# Start of Excerpted text
Notes to the condensed consolidated financial statements

1. Basis of preparation and accounting policies

These condensed consolidated financial statements (the "financial statements") comprise the financial results of British Telecommunications plc for the half years to 30 September 2022 and 2021 together with the balance sheet at 31 March 2022. The financial statements for the half year to 30 September 2022 have been reviewed by the auditors and their review opinion is on page 24. The financial statements have been prepared in accordance with the Disclosure Guidance and Transparency Rules sourcebook (DTR) of the Financial Conduct Authority and with UK-adopted IAS 34 'Interim Financial Reporting'. The financial statements should be read in conjunction with the Annual Report 2022 which was prepared in accordance with UK-adopted International Financial Reporting Standards (IFRS).
# End of Excerpted text
# Start of Data
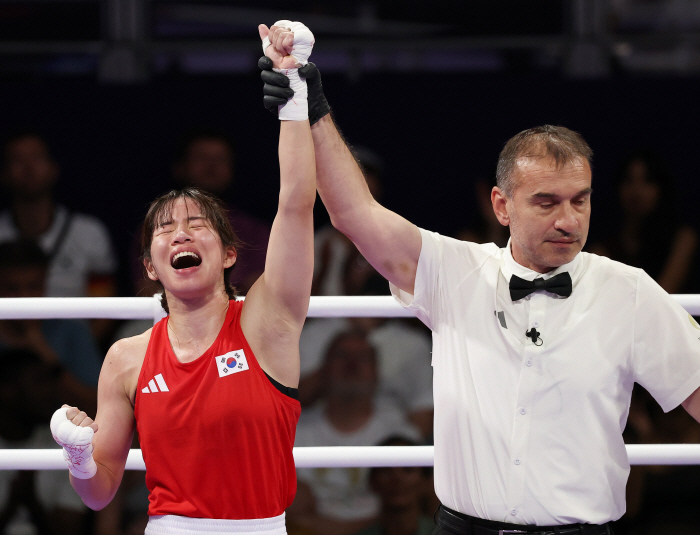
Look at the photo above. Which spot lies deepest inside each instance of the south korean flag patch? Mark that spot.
(232, 362)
# End of Data
◆ **Written tasks**
a. On which page of the report, according to the notes on British Telecommunications plc's financial statements, does the auditors' review opinion appear?
b. Please pick up the notes on British Telecommunications plc's financial statements after their last sentence and carry them on.

◆ **Answer list**
a. Page 24.

b.
The directors are satisfied that the group has adequate resources to continue in operation for a period of at least sixteen months from the date of approval of this report, notwithstanding the net current liabilities position of GBP1.0bn at 30 September 2022 (GBP0.1bn net current liabilities at 31 March 2022). Consequently, the directors consider it appropriate to adopt the going concern basis of accounting in preparing the condensed consolidated financial statements for the half year to 30 September 2022. When reaching this conclusion, the directors took into account:

-- The group's overall financial position (including trading during the year and ability to repay term debt as it matures without recourse to refinancing); and

   --      Exposure to principal risks (including severe but plausible downsides). 

At 30 September 2022, the group had cash and cash equivalents of GBP0.4bn and current asset investments of GBP2.9bn. The group also had access to committed borrowing facilities of GBP2.1bn. These facilities were undrawn at period-end and are not subject to renewal until March 2027.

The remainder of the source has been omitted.